- [Input for this task]:
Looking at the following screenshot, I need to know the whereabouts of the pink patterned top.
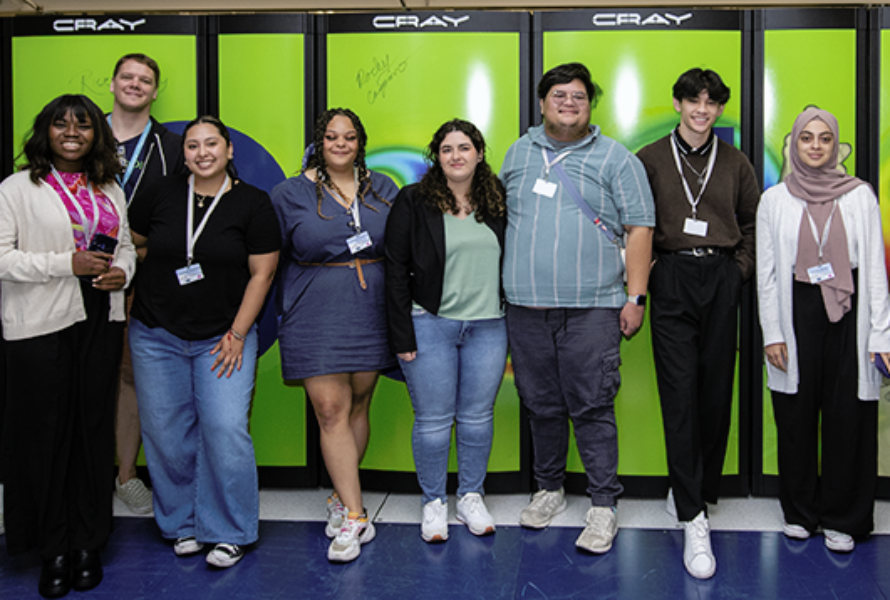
[46,173,121,250]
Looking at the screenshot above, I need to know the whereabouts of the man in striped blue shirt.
[500,63,655,553]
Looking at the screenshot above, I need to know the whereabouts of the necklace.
[195,192,214,208]
[680,154,710,186]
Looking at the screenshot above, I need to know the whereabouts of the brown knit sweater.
[637,135,760,279]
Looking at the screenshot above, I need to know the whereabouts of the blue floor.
[0,517,890,600]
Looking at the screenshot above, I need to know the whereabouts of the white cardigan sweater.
[0,171,136,340]
[757,183,890,400]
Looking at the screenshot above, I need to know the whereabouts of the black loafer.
[71,550,102,592]
[37,554,71,598]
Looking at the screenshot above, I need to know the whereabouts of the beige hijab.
[785,107,865,323]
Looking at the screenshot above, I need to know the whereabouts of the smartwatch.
[627,294,646,306]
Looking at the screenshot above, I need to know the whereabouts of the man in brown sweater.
[637,69,760,579]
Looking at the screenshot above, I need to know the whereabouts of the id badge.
[532,178,556,198]
[683,219,708,237]
[176,263,204,285]
[346,231,371,254]
[807,263,834,284]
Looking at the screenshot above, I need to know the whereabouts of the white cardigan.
[0,171,136,340]
[757,183,890,400]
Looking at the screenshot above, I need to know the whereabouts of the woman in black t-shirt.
[130,116,281,567]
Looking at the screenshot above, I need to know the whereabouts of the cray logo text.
[372,15,470,29]
[53,19,145,33]
[593,13,692,27]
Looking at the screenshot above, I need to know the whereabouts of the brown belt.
[297,257,383,290]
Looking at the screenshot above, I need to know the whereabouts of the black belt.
[656,246,735,258]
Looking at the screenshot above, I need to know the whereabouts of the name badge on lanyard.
[803,198,837,285]
[176,174,229,285]
[671,133,718,237]
[532,148,572,198]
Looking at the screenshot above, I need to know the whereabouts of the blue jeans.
[130,319,259,544]
[399,310,507,504]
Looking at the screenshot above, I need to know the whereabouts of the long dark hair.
[420,119,507,223]
[303,108,392,220]
[182,115,238,183]
[19,94,121,185]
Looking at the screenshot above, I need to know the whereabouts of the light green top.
[439,213,504,321]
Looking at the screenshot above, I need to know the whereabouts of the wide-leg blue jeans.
[130,319,259,544]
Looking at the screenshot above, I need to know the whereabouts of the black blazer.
[384,183,507,354]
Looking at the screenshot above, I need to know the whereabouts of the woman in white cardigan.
[757,107,890,552]
[0,95,136,598]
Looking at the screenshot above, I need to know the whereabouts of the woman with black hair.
[272,108,398,562]
[386,119,507,542]
[0,95,136,598]
[130,116,281,568]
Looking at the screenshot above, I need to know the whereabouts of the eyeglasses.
[550,90,587,104]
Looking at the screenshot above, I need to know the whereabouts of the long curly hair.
[303,108,392,220]
[420,119,507,223]
[19,94,122,185]
[182,115,238,183]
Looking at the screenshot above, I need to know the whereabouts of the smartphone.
[78,233,117,281]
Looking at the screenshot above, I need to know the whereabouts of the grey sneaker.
[519,488,568,529]
[420,498,448,542]
[824,529,856,552]
[457,492,494,535]
[575,506,618,554]
[114,477,152,515]
[328,515,377,562]
[683,511,717,579]
[173,535,204,556]
[206,544,244,569]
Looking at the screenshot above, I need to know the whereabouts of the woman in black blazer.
[385,119,507,542]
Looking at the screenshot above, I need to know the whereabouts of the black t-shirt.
[129,175,281,341]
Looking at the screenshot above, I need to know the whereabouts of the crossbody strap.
[546,148,621,248]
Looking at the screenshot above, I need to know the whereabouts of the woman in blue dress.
[272,108,398,562]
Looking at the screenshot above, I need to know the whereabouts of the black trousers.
[772,277,878,535]
[649,254,742,521]
[3,283,123,558]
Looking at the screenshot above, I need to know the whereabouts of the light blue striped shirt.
[500,125,655,308]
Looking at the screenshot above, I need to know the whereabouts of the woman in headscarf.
[757,107,890,552]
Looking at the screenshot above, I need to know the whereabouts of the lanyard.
[108,115,151,189]
[329,167,362,233]
[541,148,572,180]
[671,135,718,219]
[185,174,229,266]
[803,198,837,264]
[52,165,99,243]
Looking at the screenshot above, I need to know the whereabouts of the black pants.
[3,283,123,558]
[649,254,742,521]
[772,277,878,535]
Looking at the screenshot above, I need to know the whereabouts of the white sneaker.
[324,492,349,539]
[683,511,717,579]
[825,529,856,552]
[420,498,448,542]
[207,544,244,569]
[328,515,377,562]
[519,488,568,529]
[114,477,152,515]
[664,488,677,519]
[173,535,204,556]
[782,523,810,540]
[575,506,618,554]
[457,492,494,535]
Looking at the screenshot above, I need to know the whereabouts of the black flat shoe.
[71,550,102,592]
[37,554,71,598]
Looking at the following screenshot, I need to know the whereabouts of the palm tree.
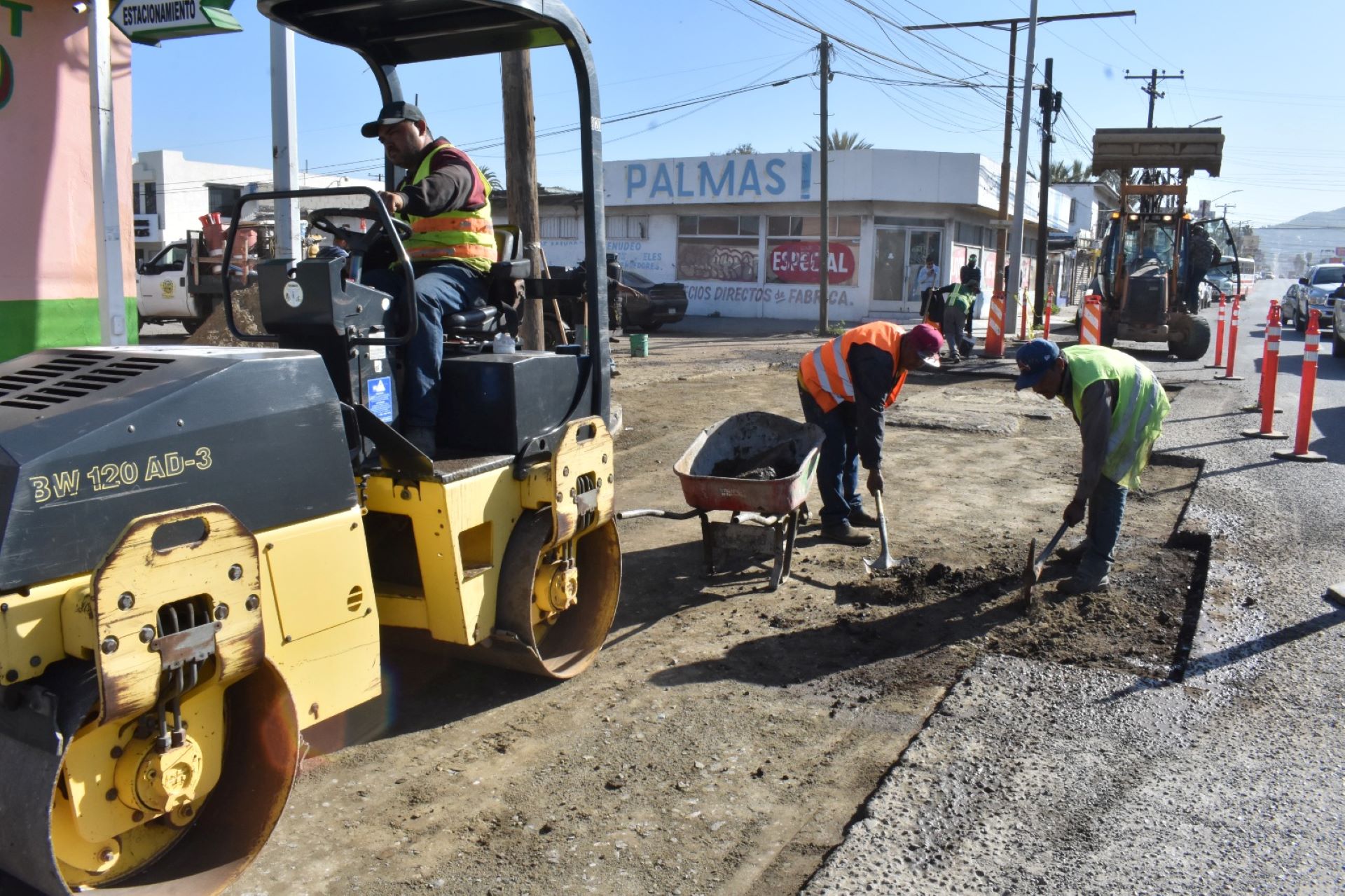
[808,130,873,151]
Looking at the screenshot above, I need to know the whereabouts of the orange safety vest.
[398,140,497,273]
[799,320,906,413]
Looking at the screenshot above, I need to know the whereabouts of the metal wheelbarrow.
[616,411,825,591]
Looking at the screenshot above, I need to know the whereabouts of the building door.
[905,228,956,305]
[870,228,906,313]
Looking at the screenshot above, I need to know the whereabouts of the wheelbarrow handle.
[616,510,701,519]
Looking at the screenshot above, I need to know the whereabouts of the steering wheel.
[308,209,414,256]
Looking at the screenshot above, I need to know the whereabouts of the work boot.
[1060,569,1111,595]
[822,519,873,548]
[405,427,436,457]
[849,507,878,529]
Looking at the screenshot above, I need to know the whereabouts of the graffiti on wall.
[677,241,757,282]
[686,284,857,316]
[0,0,32,109]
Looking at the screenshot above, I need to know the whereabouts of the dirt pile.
[838,549,1197,678]
[187,285,276,346]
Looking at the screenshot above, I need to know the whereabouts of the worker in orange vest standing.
[799,320,943,545]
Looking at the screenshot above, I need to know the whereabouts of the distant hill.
[1256,209,1345,275]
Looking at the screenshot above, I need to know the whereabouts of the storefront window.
[765,215,860,287]
[677,215,761,282]
[607,215,649,240]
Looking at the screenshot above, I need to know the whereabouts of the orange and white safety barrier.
[1243,298,1288,439]
[1079,296,1101,346]
[1275,308,1326,463]
[1215,296,1243,380]
[1205,294,1228,367]
[982,292,1005,358]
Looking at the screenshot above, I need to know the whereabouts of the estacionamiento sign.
[109,0,242,44]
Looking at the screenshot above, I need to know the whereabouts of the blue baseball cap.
[1014,339,1060,389]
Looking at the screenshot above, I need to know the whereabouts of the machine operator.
[361,102,497,457]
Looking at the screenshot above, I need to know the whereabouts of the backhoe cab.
[0,0,621,896]
[1089,127,1239,361]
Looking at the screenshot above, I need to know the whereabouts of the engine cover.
[0,346,355,592]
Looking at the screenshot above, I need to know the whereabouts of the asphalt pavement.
[804,280,1345,896]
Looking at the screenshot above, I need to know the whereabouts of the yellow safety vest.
[398,142,499,273]
[1060,346,1171,490]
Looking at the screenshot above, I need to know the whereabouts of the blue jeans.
[1079,476,1130,576]
[799,385,864,526]
[363,261,487,429]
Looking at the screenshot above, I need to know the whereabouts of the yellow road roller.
[0,0,621,895]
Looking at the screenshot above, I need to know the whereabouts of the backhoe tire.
[1168,315,1209,361]
[1098,310,1117,348]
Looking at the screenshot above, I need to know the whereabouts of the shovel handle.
[1032,523,1069,579]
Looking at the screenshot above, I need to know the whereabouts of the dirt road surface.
[230,324,1201,895]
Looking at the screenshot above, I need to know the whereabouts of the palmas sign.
[109,0,244,46]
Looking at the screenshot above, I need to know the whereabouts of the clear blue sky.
[132,0,1345,225]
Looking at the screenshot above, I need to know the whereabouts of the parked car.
[621,269,686,332]
[1279,263,1345,332]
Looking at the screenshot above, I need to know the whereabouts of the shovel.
[1022,523,1069,612]
[864,491,897,573]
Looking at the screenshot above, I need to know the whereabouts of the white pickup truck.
[136,240,214,332]
[136,225,275,333]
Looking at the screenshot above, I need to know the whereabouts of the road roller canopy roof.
[1092,127,1224,177]
[257,0,588,66]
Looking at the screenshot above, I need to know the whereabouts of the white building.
[130,149,383,262]
[521,149,1070,322]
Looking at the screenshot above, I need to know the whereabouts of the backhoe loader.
[1088,127,1237,361]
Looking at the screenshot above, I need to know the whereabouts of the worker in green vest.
[939,282,977,364]
[1016,339,1170,595]
[361,102,497,457]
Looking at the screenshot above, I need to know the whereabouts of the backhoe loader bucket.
[1092,127,1224,177]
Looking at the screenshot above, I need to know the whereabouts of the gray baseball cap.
[359,99,425,137]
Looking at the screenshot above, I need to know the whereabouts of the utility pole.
[818,32,832,336]
[995,22,1018,292]
[1032,58,1064,324]
[500,50,543,351]
[88,0,126,346]
[1005,0,1042,335]
[1126,69,1186,127]
[892,9,1135,323]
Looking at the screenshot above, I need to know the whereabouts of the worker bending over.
[799,320,943,545]
[361,102,497,456]
[1016,339,1170,595]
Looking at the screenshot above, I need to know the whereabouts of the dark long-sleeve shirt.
[1060,367,1117,500]
[846,343,897,469]
[396,137,485,218]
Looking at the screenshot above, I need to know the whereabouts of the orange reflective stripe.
[412,218,495,234]
[406,242,495,261]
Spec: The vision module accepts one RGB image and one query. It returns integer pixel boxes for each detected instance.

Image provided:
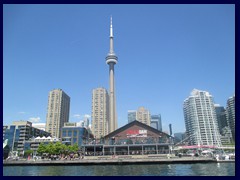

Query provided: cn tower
[106,17,118,133]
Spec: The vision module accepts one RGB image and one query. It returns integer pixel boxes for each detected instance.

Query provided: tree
[24,149,33,157]
[37,143,46,155]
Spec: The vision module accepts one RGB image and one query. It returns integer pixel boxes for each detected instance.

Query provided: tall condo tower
[183,89,221,146]
[106,17,118,133]
[226,94,235,141]
[92,88,109,139]
[46,89,70,138]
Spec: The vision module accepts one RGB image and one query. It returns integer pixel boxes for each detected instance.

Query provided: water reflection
[3,163,235,176]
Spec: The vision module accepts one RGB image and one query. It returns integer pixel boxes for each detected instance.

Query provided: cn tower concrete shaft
[106,18,118,133]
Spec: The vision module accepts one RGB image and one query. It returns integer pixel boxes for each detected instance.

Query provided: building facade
[214,104,228,132]
[151,114,162,131]
[83,120,173,156]
[128,110,137,123]
[62,123,93,146]
[226,94,235,141]
[92,88,109,138]
[46,89,70,138]
[32,123,46,131]
[3,121,51,152]
[183,89,221,146]
[136,107,151,126]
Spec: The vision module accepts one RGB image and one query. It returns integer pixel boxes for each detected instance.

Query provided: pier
[3,156,232,166]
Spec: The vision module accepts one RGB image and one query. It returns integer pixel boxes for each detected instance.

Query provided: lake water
[3,163,235,176]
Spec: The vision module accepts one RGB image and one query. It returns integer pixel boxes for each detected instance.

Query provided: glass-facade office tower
[136,107,151,126]
[214,104,228,134]
[226,94,235,141]
[3,121,51,151]
[183,89,221,146]
[151,114,162,131]
[92,88,109,138]
[46,89,70,138]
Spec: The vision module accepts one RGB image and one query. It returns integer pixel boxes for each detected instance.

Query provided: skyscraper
[106,17,118,133]
[128,110,137,123]
[136,107,151,126]
[183,89,221,146]
[214,104,228,134]
[151,114,162,131]
[92,88,109,138]
[226,94,235,141]
[46,89,70,138]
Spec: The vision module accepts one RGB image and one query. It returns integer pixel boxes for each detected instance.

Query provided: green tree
[37,143,46,155]
[68,144,78,153]
[24,149,33,157]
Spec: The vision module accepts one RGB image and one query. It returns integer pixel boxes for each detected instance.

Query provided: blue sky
[3,4,235,133]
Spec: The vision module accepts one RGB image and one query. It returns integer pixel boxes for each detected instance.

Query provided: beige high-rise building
[46,89,70,138]
[136,107,151,126]
[92,88,109,139]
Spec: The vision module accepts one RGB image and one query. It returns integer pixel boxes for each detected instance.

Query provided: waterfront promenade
[3,155,234,166]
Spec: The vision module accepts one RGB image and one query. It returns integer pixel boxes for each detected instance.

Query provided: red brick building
[84,121,172,155]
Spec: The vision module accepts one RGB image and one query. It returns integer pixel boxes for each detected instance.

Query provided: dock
[3,156,235,166]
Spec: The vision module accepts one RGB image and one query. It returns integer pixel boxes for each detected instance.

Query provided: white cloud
[28,117,40,122]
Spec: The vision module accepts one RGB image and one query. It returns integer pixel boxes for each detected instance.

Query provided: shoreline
[3,157,235,166]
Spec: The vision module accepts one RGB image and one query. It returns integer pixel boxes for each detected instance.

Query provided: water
[3,163,235,176]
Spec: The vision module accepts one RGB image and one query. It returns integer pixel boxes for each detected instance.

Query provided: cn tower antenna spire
[110,16,113,37]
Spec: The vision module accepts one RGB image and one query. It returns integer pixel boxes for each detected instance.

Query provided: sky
[3,4,235,133]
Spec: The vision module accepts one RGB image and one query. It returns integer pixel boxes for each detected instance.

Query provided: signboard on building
[127,129,147,137]
[64,122,76,127]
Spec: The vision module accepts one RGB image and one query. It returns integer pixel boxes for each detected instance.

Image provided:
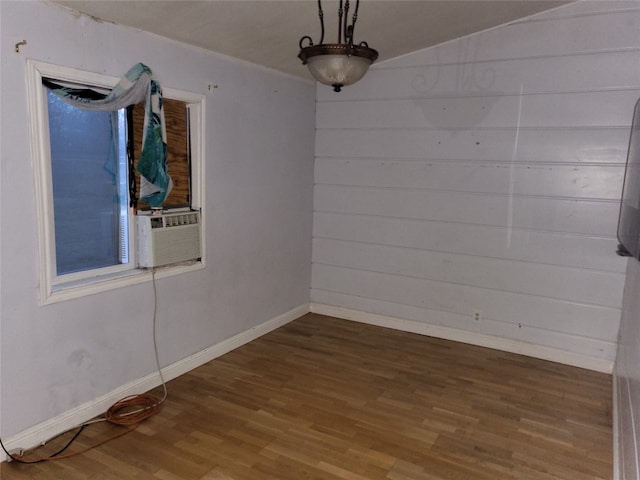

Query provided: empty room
[0,0,640,480]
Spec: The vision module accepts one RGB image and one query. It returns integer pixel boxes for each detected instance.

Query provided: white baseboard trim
[310,303,613,374]
[611,371,620,480]
[0,303,310,461]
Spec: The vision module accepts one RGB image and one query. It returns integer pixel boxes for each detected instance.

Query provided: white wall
[311,1,640,371]
[0,1,315,439]
[614,259,640,480]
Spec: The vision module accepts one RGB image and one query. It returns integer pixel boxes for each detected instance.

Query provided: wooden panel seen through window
[133,98,190,209]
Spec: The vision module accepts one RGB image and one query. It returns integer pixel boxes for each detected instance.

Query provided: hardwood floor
[0,314,612,480]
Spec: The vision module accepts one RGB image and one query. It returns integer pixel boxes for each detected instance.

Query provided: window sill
[42,261,204,305]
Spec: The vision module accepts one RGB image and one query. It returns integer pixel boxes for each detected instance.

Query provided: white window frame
[27,60,206,305]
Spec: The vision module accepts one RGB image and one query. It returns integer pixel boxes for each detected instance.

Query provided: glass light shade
[298,44,378,92]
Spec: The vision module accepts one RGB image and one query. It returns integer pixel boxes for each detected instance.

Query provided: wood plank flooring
[0,314,612,480]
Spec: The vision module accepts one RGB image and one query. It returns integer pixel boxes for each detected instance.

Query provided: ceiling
[53,0,570,77]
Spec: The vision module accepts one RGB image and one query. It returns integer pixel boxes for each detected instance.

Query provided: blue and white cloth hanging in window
[45,63,173,208]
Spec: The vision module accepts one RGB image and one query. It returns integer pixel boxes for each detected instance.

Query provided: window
[29,61,204,303]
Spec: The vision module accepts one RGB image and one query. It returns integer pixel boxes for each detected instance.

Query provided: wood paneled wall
[133,98,191,208]
[311,1,640,370]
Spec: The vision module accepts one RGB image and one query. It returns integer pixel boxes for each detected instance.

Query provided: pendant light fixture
[298,0,378,92]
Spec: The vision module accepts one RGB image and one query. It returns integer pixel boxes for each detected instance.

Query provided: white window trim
[27,60,206,305]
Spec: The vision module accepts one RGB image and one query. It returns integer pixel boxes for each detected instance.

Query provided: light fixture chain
[349,0,360,45]
[338,0,342,43]
[318,0,324,44]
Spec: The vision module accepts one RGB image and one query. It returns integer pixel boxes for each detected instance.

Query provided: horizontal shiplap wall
[311,1,640,364]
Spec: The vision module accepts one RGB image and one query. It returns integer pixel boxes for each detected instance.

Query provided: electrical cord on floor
[0,268,168,464]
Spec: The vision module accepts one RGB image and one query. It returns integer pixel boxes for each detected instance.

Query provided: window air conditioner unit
[136,211,201,268]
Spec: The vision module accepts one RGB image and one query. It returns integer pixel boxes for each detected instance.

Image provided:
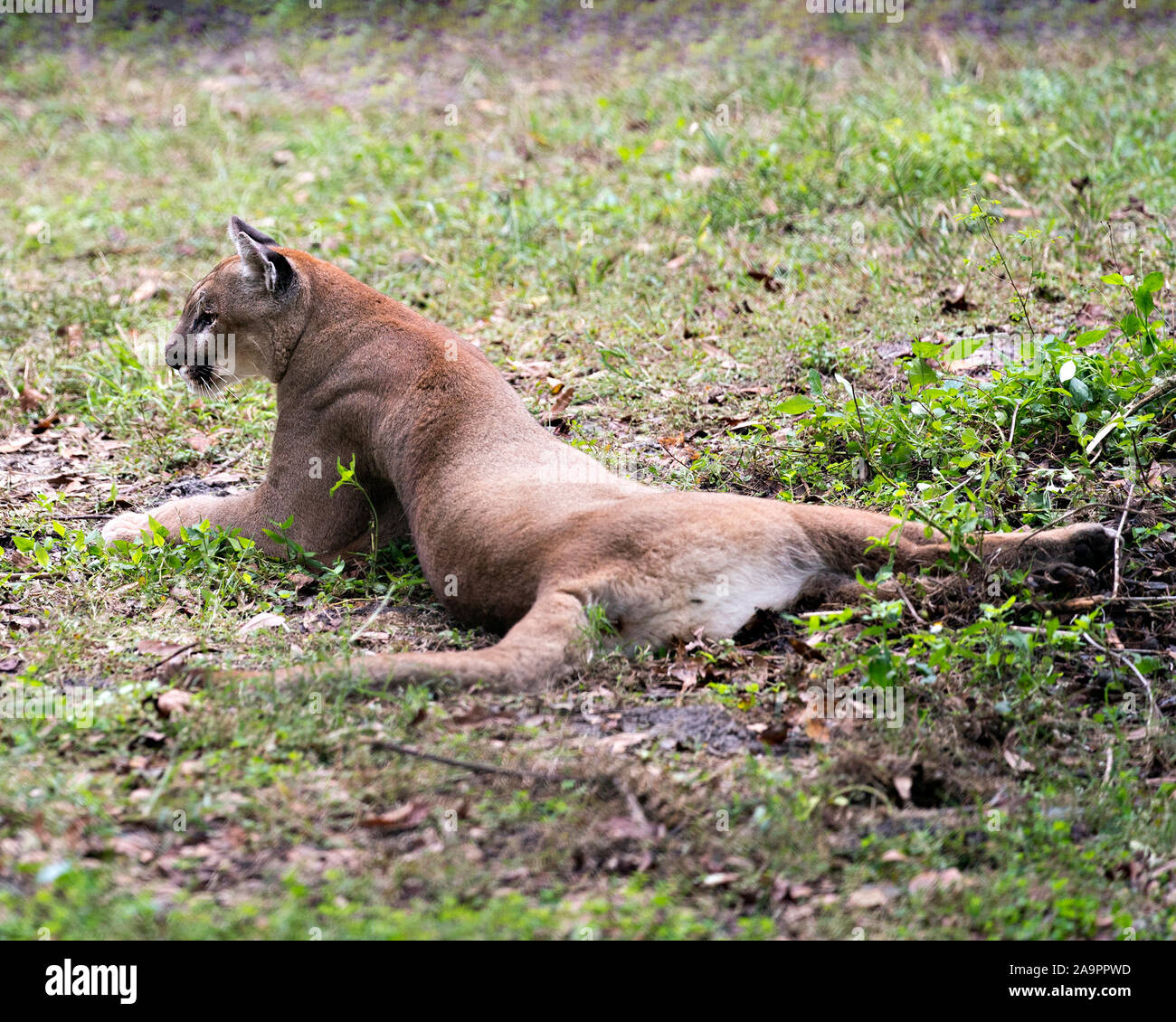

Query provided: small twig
[364,739,576,782]
[1082,631,1159,724]
[1110,480,1135,600]
[146,642,200,674]
[1086,376,1176,463]
[350,584,394,642]
[894,582,926,624]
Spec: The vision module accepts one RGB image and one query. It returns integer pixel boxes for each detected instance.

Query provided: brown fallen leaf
[547,387,576,420]
[236,610,287,636]
[184,433,216,454]
[156,688,192,720]
[20,383,44,412]
[30,412,62,435]
[906,866,963,894]
[360,800,431,830]
[747,270,784,291]
[941,283,976,313]
[1004,749,1038,774]
[846,884,890,908]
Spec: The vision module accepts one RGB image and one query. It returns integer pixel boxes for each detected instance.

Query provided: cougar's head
[165,216,306,393]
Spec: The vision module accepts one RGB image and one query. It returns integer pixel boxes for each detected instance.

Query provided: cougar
[102,216,1114,690]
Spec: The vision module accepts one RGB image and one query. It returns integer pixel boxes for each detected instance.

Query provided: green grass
[0,3,1176,940]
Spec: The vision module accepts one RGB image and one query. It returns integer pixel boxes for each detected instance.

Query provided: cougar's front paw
[102,512,150,544]
[1065,522,1114,572]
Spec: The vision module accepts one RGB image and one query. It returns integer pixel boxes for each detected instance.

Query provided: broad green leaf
[906,359,940,388]
[1118,313,1143,337]
[1074,326,1110,348]
[1067,376,1090,407]
[776,394,816,415]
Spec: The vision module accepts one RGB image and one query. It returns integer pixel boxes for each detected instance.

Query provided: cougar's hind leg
[217,591,587,692]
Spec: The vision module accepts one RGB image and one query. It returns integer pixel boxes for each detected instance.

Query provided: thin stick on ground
[365,739,578,782]
[1110,482,1135,600]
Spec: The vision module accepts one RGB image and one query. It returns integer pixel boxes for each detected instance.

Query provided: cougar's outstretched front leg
[795,505,1114,603]
[102,419,408,556]
[217,591,592,692]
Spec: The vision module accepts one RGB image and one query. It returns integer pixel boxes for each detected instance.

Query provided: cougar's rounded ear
[228,216,294,294]
[228,216,278,244]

- [Goal]:
Rewrite the listing above as a numbered list, beginning at the line that contains "white cardigan sweater." and stopping after the line that contains "[785,107,865,323]". Leave out any blank lines.

- [Answer to the task]:
1. Looking at the screenshot above, I need to know the whereabouts of the white cardigan sweater.
2. [0,171,136,340]
3. [757,183,890,400]
4. Looking at the screenshot above, I need to know the whereabouts of the black loafer.
5. [71,550,102,592]
6. [37,554,71,598]
7. Looking at the screenshot above, I need to know the whereabouts of the beige hijab.
8. [785,107,865,323]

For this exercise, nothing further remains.